Pick out and copy each line of the data below that contains the word "wooden", treating uppercase and lowercase letters as different.

DATA TO USE:

^^^^^^^^

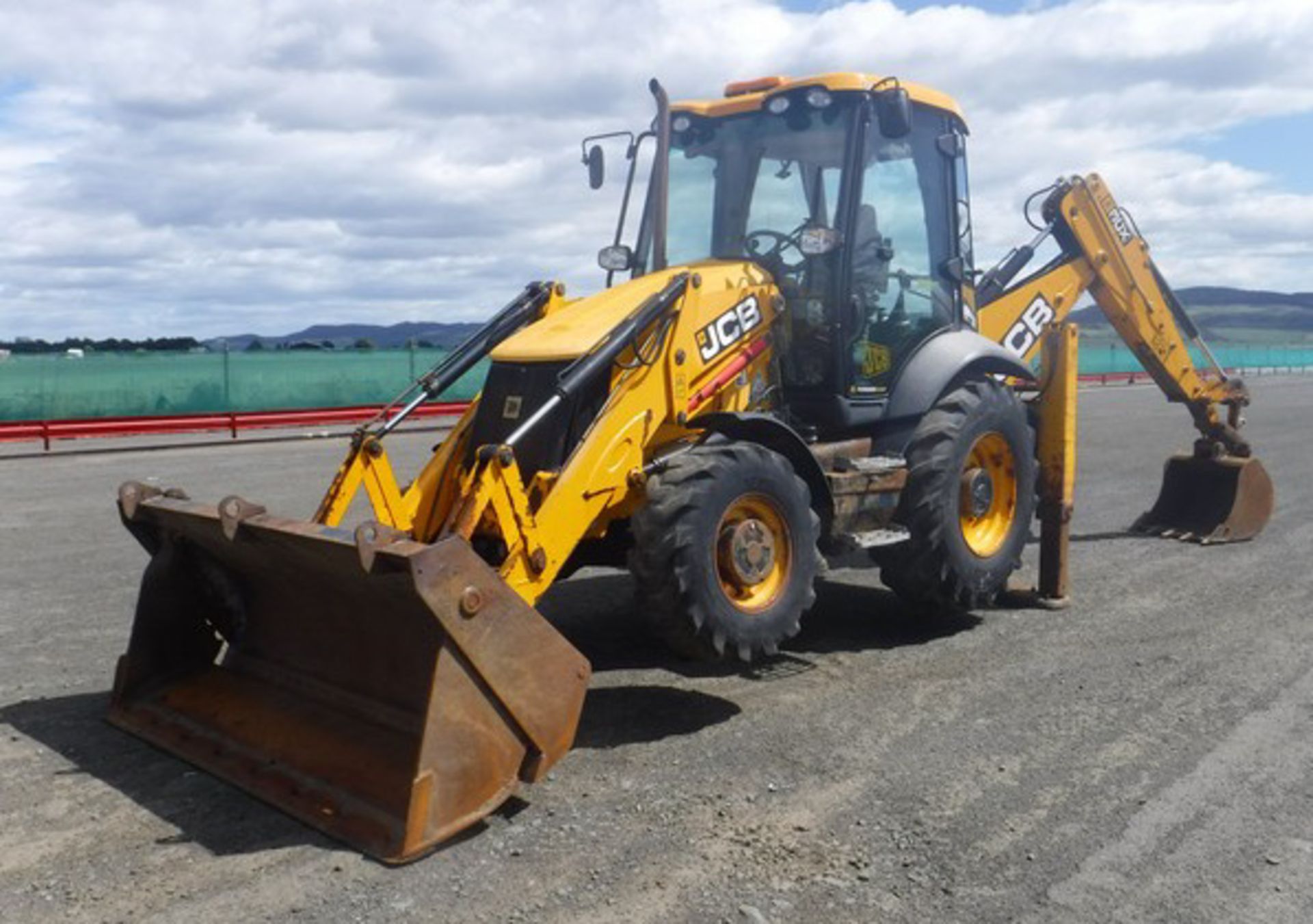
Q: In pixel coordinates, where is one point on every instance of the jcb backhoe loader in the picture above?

^^^^^^^^

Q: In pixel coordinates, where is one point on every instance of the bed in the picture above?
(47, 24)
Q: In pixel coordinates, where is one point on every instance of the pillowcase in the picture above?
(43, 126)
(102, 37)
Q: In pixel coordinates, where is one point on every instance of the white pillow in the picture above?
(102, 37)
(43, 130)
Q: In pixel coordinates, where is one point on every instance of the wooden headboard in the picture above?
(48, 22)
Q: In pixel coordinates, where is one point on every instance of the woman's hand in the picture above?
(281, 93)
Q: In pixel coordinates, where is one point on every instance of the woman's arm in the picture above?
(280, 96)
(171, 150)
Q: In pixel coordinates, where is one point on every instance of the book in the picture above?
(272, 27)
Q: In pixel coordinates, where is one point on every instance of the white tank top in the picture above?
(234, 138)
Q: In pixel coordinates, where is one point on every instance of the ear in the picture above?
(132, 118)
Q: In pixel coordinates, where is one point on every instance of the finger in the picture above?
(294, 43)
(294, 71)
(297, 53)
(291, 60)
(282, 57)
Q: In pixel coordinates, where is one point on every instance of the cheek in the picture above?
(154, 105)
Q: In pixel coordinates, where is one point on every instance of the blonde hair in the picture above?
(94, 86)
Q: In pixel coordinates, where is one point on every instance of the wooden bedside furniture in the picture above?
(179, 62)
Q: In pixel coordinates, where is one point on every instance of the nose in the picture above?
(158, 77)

^^^^^^^^

OUTPUT FOR THIS EXERCISE:
Q: In pixel coordinates, where is one point on every instance of the wooden headboard in the picture above?
Q: In pixel coordinates, where is one point on every instance of the wooden bedside furniture in the picture above?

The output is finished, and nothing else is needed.